What you should do
In the passage about President Trump's nominees below, copy the part between "Three of President" and "vaccines and abortion.", inclusive, swapping "Thursday" for "Friday".

Passage to read
--

Three of President Trump’s most contentious picks to lead government agencies will appear in Senate confirmation hearings on Thursday, with the fate of their nominations hanging on the votes of a handful of Republican senators.
Robert F. Kennedy Jr., the former independent presidential candidate who also threw his support behind Mr. Trump, will face his second hearing before a Senate vote, after a grilling on Wednesday on his views on vaccines and abortion.
Kash Patel, Mr. Trump’s F.B.I. pick, has promised to reshape the bureau by firing its top officials and has published a list of Trump enemies. And Tulsi Gabbard, a former Democratic congresswoman who left her party and embraced Mr. Trump, has been nominated to oversee the nation’s intelligence agencies.
Here’s what to know about the candidates.
Kash Patel, F.B.I. director nominee
Mr. Patel, once an unknown Republican congressional aide, has swiftly risen in less than a decade — in large part because of his personal relationship with President Trump. His fealty to the president and his embrace of right-wing conspiracy theories are expected to be subjects of scrutiny at his confirmation hearing.

--

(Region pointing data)
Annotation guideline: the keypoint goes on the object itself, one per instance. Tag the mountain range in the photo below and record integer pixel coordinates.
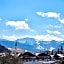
(32, 44)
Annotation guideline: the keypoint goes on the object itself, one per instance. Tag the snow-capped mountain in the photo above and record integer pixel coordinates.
(32, 44)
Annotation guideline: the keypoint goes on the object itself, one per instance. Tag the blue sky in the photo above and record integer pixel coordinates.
(40, 19)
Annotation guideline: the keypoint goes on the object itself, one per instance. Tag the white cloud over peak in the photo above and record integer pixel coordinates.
(40, 47)
(26, 19)
(48, 37)
(49, 14)
(51, 48)
(11, 38)
(0, 19)
(18, 24)
(54, 32)
(61, 20)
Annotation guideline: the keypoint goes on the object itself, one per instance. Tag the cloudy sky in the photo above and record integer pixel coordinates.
(41, 19)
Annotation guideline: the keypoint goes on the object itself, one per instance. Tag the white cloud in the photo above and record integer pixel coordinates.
(0, 19)
(54, 32)
(61, 20)
(18, 24)
(40, 47)
(49, 14)
(57, 32)
(38, 38)
(26, 19)
(11, 38)
(51, 48)
(48, 37)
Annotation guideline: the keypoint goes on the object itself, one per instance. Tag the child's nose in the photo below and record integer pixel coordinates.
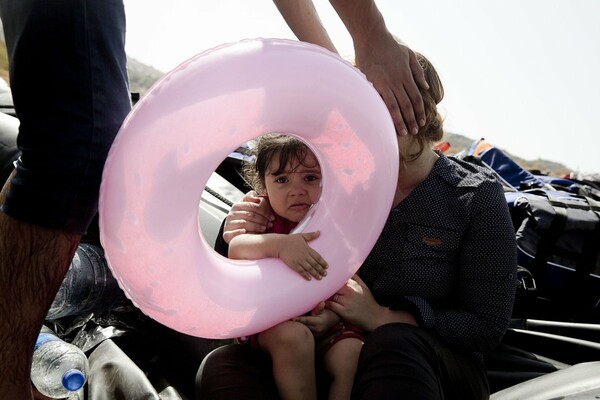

--

Problem solution
Three of President Trump’s most contentious picks to lead government agencies will appear in Senate confirmation hearings on Friday, with the fate of their nominations hanging on the votes of a handful of Republican senators.
Robert F. Kennedy Jr., the former independent presidential candidate who also threw his support behind Mr. Trump, will face his second hearing before a Senate vote, after a grilling on Wednesday on his views on vaccines and abortion.